▶ [Prompt]
Take the records from the line with "of the entrance" to the line with "Target: potted plant" and write those lines out again, swapping "blue sky" for "clear sky" and keeping everything else the same.

════

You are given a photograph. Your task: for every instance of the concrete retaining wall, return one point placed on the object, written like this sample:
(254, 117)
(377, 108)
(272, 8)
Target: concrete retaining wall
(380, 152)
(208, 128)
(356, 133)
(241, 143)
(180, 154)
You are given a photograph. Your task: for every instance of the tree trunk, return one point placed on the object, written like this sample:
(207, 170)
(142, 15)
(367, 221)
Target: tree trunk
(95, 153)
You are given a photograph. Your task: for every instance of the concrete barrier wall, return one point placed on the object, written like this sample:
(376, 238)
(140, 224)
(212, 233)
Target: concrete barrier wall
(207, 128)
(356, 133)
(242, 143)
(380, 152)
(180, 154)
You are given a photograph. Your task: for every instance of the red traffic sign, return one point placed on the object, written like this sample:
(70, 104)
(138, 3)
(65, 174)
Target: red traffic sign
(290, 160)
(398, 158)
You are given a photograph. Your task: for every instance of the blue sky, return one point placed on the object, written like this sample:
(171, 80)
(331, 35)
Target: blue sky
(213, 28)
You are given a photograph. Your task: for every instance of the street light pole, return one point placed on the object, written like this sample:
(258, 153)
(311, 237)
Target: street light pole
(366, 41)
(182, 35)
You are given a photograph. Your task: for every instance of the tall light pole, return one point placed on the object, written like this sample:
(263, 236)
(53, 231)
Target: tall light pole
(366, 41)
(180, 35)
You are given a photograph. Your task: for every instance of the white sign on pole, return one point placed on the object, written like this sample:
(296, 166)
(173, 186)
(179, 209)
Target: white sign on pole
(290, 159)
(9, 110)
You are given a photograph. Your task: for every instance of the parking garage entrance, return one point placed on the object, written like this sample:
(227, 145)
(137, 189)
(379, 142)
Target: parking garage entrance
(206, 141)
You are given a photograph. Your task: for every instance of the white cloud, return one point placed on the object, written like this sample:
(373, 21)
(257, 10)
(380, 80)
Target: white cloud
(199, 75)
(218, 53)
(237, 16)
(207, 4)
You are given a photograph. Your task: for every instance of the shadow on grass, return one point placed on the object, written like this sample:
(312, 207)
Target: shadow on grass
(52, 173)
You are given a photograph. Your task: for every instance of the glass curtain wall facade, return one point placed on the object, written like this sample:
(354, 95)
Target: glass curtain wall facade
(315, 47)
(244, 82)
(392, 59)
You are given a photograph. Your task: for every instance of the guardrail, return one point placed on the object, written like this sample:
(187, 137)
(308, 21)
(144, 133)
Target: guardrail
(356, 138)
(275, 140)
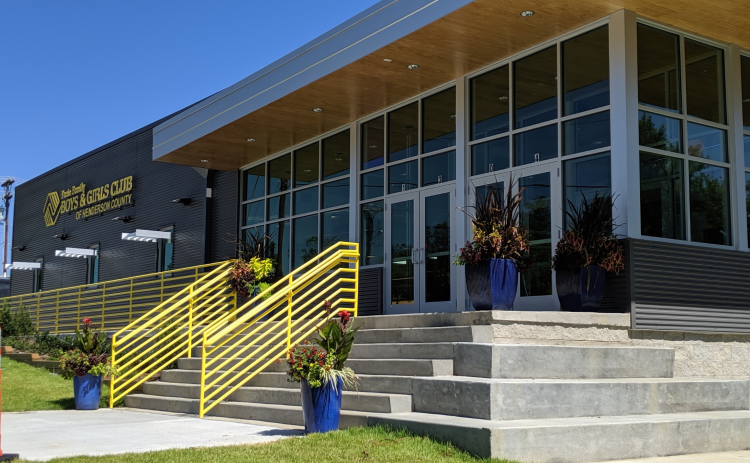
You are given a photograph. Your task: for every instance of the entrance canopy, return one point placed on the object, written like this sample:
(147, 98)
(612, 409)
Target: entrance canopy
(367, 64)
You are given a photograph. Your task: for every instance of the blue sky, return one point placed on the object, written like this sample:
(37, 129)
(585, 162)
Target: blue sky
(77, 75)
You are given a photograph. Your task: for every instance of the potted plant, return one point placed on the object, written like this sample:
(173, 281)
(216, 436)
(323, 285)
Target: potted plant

════

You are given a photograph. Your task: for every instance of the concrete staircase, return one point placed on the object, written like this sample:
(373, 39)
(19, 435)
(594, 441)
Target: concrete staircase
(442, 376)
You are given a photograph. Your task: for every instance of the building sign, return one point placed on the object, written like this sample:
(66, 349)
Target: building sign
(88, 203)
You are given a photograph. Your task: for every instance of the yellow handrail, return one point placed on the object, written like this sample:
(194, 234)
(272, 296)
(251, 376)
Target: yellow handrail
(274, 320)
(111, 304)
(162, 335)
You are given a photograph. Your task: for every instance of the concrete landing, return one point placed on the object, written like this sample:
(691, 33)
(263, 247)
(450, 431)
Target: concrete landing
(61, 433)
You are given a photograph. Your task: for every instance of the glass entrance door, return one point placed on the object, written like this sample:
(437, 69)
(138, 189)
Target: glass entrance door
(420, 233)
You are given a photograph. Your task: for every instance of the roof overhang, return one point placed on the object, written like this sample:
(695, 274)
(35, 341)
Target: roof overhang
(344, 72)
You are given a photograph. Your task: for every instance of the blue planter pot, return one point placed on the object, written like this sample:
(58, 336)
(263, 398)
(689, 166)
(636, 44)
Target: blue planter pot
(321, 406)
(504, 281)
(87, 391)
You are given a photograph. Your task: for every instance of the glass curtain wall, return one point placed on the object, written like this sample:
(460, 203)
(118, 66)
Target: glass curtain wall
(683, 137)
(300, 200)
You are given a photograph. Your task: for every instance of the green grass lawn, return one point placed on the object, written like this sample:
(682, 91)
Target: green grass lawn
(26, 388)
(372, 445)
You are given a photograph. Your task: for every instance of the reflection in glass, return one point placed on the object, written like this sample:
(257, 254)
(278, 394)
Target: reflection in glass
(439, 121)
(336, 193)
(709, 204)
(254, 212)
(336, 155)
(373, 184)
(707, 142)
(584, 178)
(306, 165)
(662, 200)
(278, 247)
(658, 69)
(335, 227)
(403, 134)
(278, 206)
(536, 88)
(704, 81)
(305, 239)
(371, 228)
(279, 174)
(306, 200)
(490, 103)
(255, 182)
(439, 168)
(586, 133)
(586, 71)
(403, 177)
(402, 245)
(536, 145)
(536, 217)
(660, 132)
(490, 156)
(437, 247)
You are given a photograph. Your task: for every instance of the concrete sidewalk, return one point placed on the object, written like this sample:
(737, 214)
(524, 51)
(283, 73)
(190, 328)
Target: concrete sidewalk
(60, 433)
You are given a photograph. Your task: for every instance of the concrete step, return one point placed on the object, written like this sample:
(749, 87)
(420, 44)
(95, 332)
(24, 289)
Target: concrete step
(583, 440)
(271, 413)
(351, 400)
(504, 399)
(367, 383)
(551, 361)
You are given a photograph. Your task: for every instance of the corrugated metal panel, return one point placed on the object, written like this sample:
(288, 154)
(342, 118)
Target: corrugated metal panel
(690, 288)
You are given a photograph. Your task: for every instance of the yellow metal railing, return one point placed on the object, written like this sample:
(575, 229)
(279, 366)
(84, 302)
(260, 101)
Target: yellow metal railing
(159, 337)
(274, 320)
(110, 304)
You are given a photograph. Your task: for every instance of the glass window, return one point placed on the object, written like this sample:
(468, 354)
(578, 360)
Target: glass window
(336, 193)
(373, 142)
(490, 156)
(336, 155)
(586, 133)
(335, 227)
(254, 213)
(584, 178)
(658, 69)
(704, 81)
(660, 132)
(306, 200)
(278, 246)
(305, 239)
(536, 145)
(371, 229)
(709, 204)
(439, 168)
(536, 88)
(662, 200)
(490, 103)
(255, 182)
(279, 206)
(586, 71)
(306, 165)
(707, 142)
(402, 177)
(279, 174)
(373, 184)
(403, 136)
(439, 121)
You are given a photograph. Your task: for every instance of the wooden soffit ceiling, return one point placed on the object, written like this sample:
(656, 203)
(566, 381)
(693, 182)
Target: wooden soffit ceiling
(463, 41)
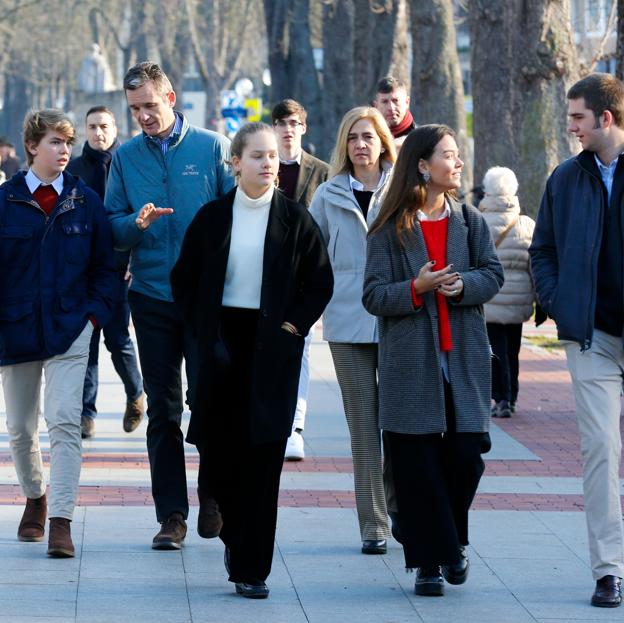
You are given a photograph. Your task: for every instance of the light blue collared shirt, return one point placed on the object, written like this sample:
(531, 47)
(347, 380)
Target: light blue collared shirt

════

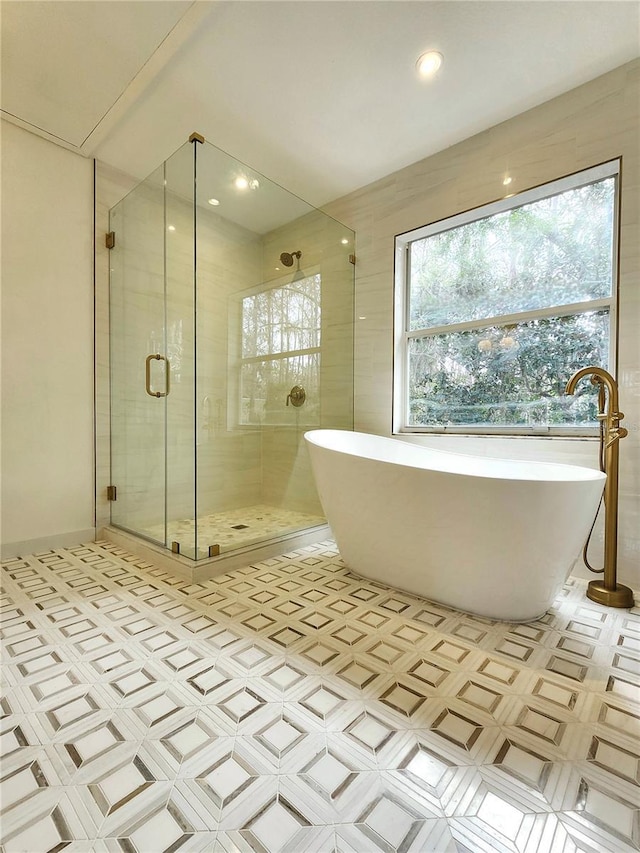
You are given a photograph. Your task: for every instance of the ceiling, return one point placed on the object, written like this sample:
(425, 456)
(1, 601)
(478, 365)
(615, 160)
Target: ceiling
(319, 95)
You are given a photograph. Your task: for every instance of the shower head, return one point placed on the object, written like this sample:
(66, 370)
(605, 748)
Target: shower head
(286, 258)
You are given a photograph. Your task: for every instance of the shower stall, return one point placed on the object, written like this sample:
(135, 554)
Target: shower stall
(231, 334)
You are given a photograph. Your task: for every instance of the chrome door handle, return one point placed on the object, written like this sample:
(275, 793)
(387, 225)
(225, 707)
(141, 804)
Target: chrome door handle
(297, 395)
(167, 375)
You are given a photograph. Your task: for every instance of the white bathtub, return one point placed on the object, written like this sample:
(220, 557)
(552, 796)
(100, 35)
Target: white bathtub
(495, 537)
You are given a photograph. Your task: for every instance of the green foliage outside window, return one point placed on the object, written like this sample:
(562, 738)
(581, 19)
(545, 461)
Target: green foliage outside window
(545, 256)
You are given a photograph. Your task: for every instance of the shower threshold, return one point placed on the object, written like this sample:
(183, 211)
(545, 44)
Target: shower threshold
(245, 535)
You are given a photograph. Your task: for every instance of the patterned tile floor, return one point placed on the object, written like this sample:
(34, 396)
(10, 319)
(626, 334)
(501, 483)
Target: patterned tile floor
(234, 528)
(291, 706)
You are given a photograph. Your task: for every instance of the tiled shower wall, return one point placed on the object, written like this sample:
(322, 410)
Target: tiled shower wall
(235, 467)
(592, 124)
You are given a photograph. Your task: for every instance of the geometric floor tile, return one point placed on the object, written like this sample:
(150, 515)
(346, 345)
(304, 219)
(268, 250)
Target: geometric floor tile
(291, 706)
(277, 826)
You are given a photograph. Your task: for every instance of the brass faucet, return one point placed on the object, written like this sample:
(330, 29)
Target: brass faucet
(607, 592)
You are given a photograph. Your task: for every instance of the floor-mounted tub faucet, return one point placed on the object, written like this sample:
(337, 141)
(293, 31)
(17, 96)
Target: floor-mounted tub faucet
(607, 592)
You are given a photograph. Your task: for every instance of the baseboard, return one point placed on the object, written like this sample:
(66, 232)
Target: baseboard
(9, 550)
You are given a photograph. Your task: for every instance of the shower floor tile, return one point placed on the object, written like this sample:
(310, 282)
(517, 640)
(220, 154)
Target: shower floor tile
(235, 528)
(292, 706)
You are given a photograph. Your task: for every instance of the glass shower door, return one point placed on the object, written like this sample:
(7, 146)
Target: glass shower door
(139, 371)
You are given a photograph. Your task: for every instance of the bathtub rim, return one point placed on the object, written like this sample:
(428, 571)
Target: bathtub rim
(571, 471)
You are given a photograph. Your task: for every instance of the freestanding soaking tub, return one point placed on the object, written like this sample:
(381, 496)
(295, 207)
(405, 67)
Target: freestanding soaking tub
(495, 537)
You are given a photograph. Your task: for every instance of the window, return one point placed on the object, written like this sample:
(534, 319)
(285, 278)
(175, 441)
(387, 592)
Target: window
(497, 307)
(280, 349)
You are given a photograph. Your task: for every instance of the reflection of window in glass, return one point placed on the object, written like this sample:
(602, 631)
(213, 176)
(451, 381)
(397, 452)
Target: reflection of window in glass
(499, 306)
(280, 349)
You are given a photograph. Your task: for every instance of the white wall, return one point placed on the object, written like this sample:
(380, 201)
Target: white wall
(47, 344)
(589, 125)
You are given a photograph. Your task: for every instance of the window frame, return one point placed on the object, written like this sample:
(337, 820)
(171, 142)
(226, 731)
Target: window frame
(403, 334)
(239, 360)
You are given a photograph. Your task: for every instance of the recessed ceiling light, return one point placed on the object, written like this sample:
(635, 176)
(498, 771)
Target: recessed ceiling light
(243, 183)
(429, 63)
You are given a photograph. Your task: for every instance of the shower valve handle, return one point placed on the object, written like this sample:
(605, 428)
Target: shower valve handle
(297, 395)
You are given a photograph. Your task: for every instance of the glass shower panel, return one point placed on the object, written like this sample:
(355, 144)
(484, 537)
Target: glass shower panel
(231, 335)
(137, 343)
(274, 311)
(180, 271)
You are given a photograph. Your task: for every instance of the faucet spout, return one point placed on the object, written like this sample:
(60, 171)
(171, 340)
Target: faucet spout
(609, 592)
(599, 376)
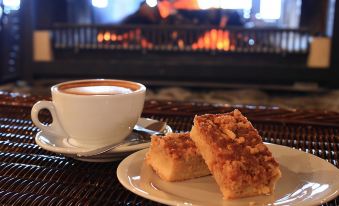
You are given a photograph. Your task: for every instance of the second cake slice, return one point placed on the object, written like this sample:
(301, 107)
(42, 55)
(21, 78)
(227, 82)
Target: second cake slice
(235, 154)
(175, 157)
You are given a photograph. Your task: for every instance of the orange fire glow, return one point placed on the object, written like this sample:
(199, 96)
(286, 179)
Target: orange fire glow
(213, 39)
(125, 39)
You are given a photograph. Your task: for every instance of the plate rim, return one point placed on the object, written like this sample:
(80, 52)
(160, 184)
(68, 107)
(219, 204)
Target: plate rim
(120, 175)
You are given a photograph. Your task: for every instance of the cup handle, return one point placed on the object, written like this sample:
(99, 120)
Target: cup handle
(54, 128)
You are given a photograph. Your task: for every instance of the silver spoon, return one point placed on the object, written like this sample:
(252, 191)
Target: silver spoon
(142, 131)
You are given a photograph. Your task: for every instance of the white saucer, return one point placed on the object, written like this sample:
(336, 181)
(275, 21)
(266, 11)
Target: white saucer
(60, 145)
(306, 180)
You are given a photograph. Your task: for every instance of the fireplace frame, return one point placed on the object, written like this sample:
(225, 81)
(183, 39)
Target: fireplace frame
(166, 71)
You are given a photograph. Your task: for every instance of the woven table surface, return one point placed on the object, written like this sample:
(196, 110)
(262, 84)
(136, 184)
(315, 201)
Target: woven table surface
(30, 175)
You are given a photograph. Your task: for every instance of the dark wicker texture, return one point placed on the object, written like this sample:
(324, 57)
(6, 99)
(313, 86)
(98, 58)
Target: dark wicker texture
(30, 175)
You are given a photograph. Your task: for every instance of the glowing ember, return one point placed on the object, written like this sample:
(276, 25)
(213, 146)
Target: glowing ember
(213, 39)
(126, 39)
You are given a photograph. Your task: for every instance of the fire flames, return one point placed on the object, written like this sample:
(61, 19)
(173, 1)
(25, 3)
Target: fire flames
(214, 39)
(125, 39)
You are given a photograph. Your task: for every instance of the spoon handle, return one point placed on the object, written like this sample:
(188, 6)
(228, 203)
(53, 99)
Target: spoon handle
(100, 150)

════

▶ [Result below]
You are given a photograph. Your task: for every instance of the entrance canopy, return one point placed on the object, written like this sample:
(147, 98)
(612, 409)
Target: entrance canopy
(367, 64)
You are given a photograph. Your task: for every instance of the clear sky, return one point placed on the object, written like this sample:
(37, 129)
(585, 162)
Target: clear sky
(77, 75)
You are given a photograph. Your task: for every instance of the potted plant, return one point placed on the object, written like this sample:
(173, 281)
(216, 436)
(323, 285)
Target: potted plant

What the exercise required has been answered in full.